Re: Optimizing kernel compilation / alignments for network performance

["Rafał Miłecki" <zajec5@gmail.com>]

On 6.05.2022 10:45, Arnd Bergmann wrote:
> On Fri, May 6, 2022 at 9:44 AM Rafał Miłecki <zajec5@gmail.com> wrote:
>>
>> On 5.05.2022 18:04, Andrew Lunn wrote:
>>>> you'll see that most used functions are:
>>>> v7_dma_inv_range
>>>> __irqentry_text_end
>>>> l2c210_inv_range
>>>> v7_dma_clean_range
>>>> bcma_host_soc_read32
>>>> __netif_receive_skb_core
>>>> arch_cpu_idle
>>>> l2c210_clean_range
>>>> fib_table_lookup
>>>
>>> There is a lot of cache management functions here.
> 
> Indeed, so optimizing the coherency management (see Felix' reply)
> is likely to help most in making the driver faster, but that does not
> explain why the alignment of the object code has such a big impact
> on performance.
> 
> To investigate the alignment further, what I was actually looking for
> is a comparison of the profile of the slow and fast case. Here I would
> expect that the slow case spends more time in one of the functions
> that don't deal with cache management (maybe fib_table_lookup or
> __netif_receive_skb_core).
> 
> A few other thoughts:
> 
> - bcma_host_soc_read32() is a fundamentally slow operation, maybe
>    some of the calls can turned into a relaxed read, like the readback
>    in bgmac_chip_intrs_off() or the 'poll again' at the end bgmac_poll(),
>    though obviously not the one in bgmac_dma_rx_read().
>    It may be possible to even avoid some of the reads entirely, checking
>    for more data in bgmac_poll() may actually be counterproductive
>    depending on the workload.

# Dataset section
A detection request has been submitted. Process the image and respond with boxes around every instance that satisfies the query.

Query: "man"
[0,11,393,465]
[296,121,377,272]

# Given exercise
Reproduce, word for word and in full, the email reply on kernel alignment and network performance given before the data.

# Solved exercise
Re: Optimizing kernel compilation / alignments for network performance

["Rafał Miłecki" <zajec5@gmail.com>]

On 6.05.2022 10:45, Arnd Bergmann wrote:
> On Fri, May 6, 2022 at 9:44 AM Rafał Miłecki <zajec5@gmail.com> wrote:
>>
>> On 5.05.2022 18:04, Andrew Lunn wrote:
>>>> you'll see that most used functions are:
>>>> v7_dma_inv_range
>>>> __irqentry_text_end
>>>> l2c210_inv_range
>>>> v7_dma_clean_range
>>>> bcma_host_soc_read32
>>>> __netif_receive_skb_core
>>>> arch_cpu_idle
>>>> l2c210_clean_range
>>>> fib_table_lookup
>>>
>>> There is a lot of cache management functions here.
> 
> Indeed, so optimizing the coherency management (see Felix' reply)
> is likely to help most in making the driver faster, but that does not
> explain why the alignment of the object code has such a big impact
> on performance.
> 
> To investigate the alignment further, what I was actually looking for
> is a comparison of the profile of the slow and fast case. Here I would
> expect that the slow case spends more time in one of the functions
> that don't deal with cache management (maybe fib_table_lookup or
> __netif_receive_skb_core).
> 
> A few other thoughts:
> 
> - bcma_host_soc_read32() is a fundamentally slow operation, maybe
>    some of the calls can turned into a relaxed read, like the readback
>    in bgmac_chip_intrs_off() or the 'poll again' at the end bgmac_poll(),
>    though obviously not the one in bgmac_dma_rx_read().
>    It may be possible to even avoid some of the reads entirely, checking
>    for more data in bgmac_poll() may actually be counterproductive
>    depending on the workload.